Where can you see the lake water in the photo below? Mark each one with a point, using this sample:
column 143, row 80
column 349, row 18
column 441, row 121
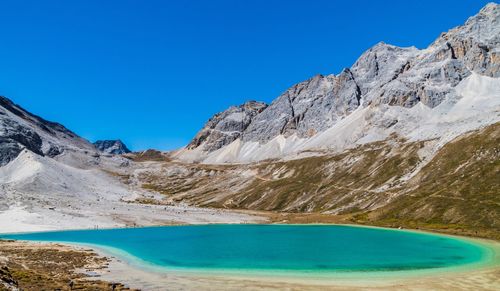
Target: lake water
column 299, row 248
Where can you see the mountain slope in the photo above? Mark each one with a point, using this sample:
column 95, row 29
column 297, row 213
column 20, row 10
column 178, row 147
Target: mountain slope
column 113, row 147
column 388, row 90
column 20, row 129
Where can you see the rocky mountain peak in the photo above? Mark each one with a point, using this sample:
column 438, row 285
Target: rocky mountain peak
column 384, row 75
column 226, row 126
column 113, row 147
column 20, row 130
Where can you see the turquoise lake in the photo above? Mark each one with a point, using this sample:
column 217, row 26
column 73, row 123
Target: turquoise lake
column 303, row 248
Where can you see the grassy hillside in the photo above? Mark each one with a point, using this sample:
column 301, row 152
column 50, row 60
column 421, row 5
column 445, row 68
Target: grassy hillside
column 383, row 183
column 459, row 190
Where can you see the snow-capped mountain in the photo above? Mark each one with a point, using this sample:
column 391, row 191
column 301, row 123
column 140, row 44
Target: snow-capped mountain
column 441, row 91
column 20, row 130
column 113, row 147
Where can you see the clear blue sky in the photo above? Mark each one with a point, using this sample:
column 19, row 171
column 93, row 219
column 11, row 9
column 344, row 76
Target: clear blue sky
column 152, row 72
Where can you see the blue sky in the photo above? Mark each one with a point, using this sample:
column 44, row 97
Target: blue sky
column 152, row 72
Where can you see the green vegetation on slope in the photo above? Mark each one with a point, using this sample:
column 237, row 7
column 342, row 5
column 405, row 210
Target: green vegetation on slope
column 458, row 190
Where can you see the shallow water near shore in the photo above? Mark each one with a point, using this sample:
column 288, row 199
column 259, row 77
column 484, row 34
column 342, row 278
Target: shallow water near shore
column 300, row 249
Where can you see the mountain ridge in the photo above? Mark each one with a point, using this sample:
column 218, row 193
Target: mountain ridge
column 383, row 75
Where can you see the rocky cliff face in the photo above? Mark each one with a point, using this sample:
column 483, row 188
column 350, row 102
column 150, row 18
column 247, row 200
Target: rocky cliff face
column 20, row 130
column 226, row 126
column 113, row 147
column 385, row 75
========================================
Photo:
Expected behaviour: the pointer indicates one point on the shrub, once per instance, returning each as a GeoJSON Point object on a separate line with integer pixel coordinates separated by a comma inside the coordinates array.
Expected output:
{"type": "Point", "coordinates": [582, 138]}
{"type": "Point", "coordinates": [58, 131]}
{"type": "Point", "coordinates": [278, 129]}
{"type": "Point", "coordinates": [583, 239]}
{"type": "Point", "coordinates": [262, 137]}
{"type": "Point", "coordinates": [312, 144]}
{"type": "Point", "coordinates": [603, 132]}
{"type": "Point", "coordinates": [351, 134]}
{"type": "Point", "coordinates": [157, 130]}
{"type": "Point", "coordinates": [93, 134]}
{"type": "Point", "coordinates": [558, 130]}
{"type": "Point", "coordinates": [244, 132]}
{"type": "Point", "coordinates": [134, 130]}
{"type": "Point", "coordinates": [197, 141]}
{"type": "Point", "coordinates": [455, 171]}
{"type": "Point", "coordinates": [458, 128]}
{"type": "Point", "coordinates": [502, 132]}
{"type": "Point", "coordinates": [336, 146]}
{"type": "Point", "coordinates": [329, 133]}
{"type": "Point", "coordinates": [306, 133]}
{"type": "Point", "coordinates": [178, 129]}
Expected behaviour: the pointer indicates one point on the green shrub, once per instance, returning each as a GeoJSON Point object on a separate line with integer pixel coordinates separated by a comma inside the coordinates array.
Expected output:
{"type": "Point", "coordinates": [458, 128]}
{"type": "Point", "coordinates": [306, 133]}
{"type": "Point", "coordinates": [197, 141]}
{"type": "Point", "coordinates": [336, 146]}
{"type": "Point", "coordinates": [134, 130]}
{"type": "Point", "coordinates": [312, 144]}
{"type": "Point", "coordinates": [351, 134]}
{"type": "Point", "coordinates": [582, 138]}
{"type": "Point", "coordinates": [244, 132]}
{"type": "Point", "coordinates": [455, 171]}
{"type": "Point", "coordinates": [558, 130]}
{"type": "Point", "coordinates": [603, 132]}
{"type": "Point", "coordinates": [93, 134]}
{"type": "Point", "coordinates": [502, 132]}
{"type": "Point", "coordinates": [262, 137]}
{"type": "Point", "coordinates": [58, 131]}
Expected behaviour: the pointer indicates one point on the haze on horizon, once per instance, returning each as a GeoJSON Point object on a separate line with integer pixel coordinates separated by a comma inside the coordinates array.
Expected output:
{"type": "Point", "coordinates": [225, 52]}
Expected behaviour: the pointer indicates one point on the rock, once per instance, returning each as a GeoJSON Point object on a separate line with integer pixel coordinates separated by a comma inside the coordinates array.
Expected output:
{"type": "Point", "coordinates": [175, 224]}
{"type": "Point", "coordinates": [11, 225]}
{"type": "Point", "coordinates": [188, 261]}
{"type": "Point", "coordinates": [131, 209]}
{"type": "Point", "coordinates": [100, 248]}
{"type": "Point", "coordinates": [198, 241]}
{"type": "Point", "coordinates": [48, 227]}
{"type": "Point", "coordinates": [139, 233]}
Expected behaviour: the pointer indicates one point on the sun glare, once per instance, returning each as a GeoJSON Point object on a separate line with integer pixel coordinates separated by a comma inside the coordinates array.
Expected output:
========================================
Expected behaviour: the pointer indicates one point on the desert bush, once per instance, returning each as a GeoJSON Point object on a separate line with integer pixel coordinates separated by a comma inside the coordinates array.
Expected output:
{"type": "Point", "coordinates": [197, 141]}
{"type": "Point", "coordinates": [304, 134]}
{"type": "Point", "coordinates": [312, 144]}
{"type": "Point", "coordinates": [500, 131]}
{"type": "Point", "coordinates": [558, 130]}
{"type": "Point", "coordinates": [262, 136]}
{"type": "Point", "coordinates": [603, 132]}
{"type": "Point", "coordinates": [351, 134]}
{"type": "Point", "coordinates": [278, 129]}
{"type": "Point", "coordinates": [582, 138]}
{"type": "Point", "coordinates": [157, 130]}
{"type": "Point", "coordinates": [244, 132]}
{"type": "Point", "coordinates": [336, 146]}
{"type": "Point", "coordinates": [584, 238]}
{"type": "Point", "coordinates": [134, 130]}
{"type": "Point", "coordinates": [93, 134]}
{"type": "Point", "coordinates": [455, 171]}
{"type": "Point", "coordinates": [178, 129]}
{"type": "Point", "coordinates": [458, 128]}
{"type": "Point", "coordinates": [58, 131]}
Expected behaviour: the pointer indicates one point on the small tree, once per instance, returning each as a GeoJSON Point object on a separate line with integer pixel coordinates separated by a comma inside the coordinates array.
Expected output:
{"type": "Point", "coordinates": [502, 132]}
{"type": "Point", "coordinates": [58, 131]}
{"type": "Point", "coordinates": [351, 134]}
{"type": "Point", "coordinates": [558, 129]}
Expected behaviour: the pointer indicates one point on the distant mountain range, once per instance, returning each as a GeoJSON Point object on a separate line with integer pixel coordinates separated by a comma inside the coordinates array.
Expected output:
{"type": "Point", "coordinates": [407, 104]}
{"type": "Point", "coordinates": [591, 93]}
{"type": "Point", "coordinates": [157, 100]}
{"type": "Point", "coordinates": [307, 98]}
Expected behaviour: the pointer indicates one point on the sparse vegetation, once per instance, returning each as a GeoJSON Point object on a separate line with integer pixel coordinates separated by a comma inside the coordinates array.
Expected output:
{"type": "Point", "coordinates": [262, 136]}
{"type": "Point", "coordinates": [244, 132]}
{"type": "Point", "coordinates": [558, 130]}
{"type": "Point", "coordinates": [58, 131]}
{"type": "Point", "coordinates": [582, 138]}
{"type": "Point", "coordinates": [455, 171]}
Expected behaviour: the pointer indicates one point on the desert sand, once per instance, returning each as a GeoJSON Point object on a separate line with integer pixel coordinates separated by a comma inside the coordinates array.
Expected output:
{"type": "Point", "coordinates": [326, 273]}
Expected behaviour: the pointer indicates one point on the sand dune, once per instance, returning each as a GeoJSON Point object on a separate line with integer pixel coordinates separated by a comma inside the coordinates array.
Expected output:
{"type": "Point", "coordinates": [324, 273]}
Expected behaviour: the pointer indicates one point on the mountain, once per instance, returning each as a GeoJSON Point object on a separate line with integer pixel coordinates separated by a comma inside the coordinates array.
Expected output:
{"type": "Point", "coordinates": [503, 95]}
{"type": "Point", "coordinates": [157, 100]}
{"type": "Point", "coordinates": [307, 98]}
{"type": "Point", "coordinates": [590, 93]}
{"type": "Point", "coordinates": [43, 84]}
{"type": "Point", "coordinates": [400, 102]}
========================================
### TASK OBJECTIVE
There is a run of lines above from the one with "Where can you see the blue" to the one with "column 150, row 18"; print exactly that run, both ends included, and nothing else.

### RESPONSE TO THIS EXERCISE
Where can you see the blue sky in the photo above? Mark each one with a point, using this sample:
column 44, row 97
Target: blue sky
column 152, row 72
Where can you see the green vegetation on slope in the photo above? Mark each one with a point, using this sample:
column 237, row 7
column 342, row 5
column 405, row 210
Target: green vegetation on slope
column 458, row 190
Where can you see the shallow water near shore in the photo above? Mark each one with a point, using this sample:
column 288, row 199
column 259, row 77
column 484, row 34
column 342, row 278
Target: shallow water near shore
column 300, row 249
Where can you see the mountain ridge in the photo above? Mark each one with a point, using this sample:
column 218, row 193
Target: mountain ridge
column 383, row 75
Where can you see the rocky cliff face in the photo above? Mark each one with a point, using this sample:
column 483, row 188
column 350, row 102
column 150, row 18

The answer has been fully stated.